Prompt -> Convert the records below into a JSON list of strings, with one string for each line and no entries for blank lines.

──────── Records for this exercise

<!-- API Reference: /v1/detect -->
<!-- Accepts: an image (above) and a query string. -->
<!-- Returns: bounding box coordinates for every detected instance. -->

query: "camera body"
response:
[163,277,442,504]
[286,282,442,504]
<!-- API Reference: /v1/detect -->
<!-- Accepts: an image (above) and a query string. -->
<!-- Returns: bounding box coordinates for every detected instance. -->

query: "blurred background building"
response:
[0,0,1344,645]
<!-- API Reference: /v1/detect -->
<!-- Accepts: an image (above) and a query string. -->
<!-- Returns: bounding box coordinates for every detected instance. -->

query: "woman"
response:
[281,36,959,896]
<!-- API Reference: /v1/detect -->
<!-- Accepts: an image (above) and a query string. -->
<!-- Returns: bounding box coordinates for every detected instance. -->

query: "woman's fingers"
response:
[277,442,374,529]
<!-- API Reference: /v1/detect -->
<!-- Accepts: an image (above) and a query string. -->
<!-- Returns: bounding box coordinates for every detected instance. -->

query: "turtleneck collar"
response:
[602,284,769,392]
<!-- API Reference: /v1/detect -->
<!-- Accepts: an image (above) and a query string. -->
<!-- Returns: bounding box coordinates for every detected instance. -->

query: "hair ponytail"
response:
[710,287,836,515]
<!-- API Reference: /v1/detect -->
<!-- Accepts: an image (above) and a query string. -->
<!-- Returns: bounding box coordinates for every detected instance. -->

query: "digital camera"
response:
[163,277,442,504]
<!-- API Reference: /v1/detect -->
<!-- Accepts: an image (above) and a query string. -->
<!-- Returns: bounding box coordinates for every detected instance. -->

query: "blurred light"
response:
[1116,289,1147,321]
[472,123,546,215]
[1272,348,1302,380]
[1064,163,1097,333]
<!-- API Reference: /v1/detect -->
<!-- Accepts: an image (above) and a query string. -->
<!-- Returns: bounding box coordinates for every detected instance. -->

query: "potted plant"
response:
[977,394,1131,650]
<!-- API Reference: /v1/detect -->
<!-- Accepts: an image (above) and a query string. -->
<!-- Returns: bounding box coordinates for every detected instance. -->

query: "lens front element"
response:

────────────────

Exercise result ->
[
  "<!-- API Reference: /v1/detect -->",
  "<!-- Accepts: an image (above) and a query string. -->",
  "<!-- Returns: bounding box coordinates for every detected instance. -->",
  "query: \"camera body\"",
  "response:",
  "[163,277,442,504]",
  "[286,282,442,504]",
  "<!-- API Reference: /v1/detect -->",
  "<!-- Accepts: an image (above) and a query string. -->",
  "<!-- Returns: bounding box coordinates for every detected instance. -->",
  "query: \"blurred background building\"",
  "response:",
  "[0,0,1344,645]",
  "<!-- API Reference: /v1/detect -->",
  "<!-- Accepts: an image (above) and a query string. -->",
  "<!-- Returns: bounding box coordinates for every detected instance. -->",
  "query: \"woman\"",
  "response:",
  "[281,36,959,896]",
  "<!-- API Reference: /v1/detect -->",
  "<!-- Accepts: an image (above) and a query string. -->",
  "<!-- Returns: bounding box coordinates for every detected instance. -->",
  "query: \"woman's fingers\"",
  "response:",
  "[277,442,374,529]",
  "<!-- API Reference: /v1/detect -->",
  "<!-- Accepts: an image (above) and a query string. -->",
  "<!-- Returns: bounding box coordinates for every detected instance. -->",
  "query: \"turtleneck collar\"",
  "response:",
  "[602,284,769,392]",
  "<!-- API Reference: /v1/detect -->",
  "<!-- Accepts: an image (above) and a query string. -->",
  "<!-- Returns: bounding box coordinates for every detected instance. -->",
  "query: \"hair ponytail\"",
  "response:",
  "[710,287,836,515]",
  "<!-- API Reference: /v1/detect -->",
  "<!-- Accepts: an image (above) and a query string. -->",
  "<!-- Returns: bounding box coordinates for every detected instance. -->",
  "query: \"digital camera\"",
  "response:",
  "[163,277,442,504]",
  "<!-- API Reference: /v1/detect -->",
  "<!-- Accepts: an image (above) and a query string. -->",
  "<!-- Returns: bounding box coordinates for every detected instance. -->",
  "query: \"blurred light\"",
  "response:",
  "[1116,289,1147,321]",
  "[472,123,546,215]",
  "[1272,348,1302,380]",
  "[1064,163,1097,333]",
  "<!-- API Reference: /v1/detect -->",
  "<!-- Accepts: an image (above) and a query string. -->",
  "<!-- Returns: bounding box coordinates for every detected instance. -->",
  "query: \"potted plant\"",
  "response:",
  "[977,394,1131,650]",
  "<!-- API Reference: /v1/detect -->",
  "<!-- Accepts: an image (above) and a query string. -->",
  "<!-- Returns: bounding box coordinates for every detected instance. -->",
  "query: \"lens front element\"",
  "response:"
]